TEXT SHOWN

————————

If no backup exists, delete the database and re-bootstrap:

  1. ssh rift "doas -u mcp rm /srv/mcp/mcp.db"
  2. ssh rift "doas systemctl start mcp-agent" (creates fresh database)
  3. mcp sync (pushes all service definitions)

Disaster recovery (rift lost)

  1. Provision new machine, connect to overlay network.
  2. Apply NixOS config (creates mcp user, installs agent).
  3. Install mcp-agent binary.
  4. Restore /srv/ from backups (each service's backup timer creates daily snapshots).
  5. Provision TLS cert from Metacrypt.
  6. Start agent: doas systemctl start mcp-agent
  7. mcp sync from vade to push service definitions.
  8. Unseal Metacrypt.

File Locations

On rift (agent)

Path Purpose
/srv/mcp/mcp-agent.toml Agent config
/srv/mcp/mcp.db Registry database
/srv/mcp/certs/ Agent TLS cert and key
/srv/mcp/backups/ Database snapshots
/srv/<service>/ Service data directories

On vade (CLI)

Path Purpose
~/.config/mcp/mcp.toml CLI config
~/.config/mcp/token MCIAS bearer token
~/.config/mcp/services/ Service definition files

————————

DATA EXCERPT
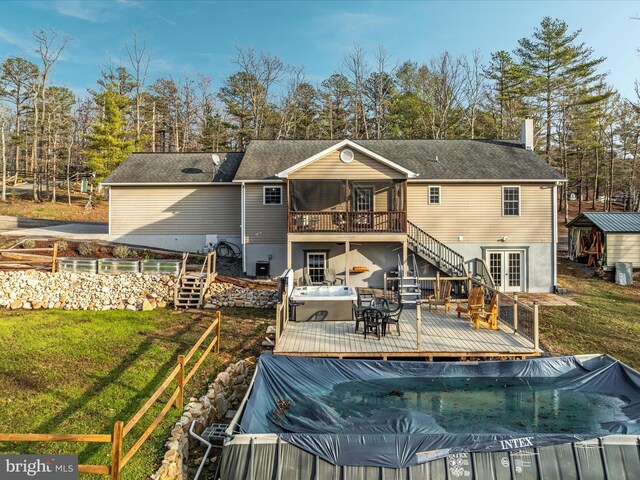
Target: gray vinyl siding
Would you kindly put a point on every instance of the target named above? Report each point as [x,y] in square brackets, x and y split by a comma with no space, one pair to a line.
[265,224]
[175,210]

————————

ASSIGNMENT A
In the MCP recovery notes, which path on vade holds the MCIAS bearer token?
ASSIGNMENT B
Duplicate the MCP recovery notes between "5. Provision TLS" and "On rift (agent)", inclusive.
The data can be set aside for what follows.

EXERCISE SOLUTION A
~/.config/mcp/token

EXERCISE SOLUTION B
5. Provision TLS cert from Metacrypt.
  6. Start agent: doas systemctl start mcp-agent
  7. mcp sync from vade to push service definitions.
  8. Unseal Metacrypt.

File Locations

On rift (agent)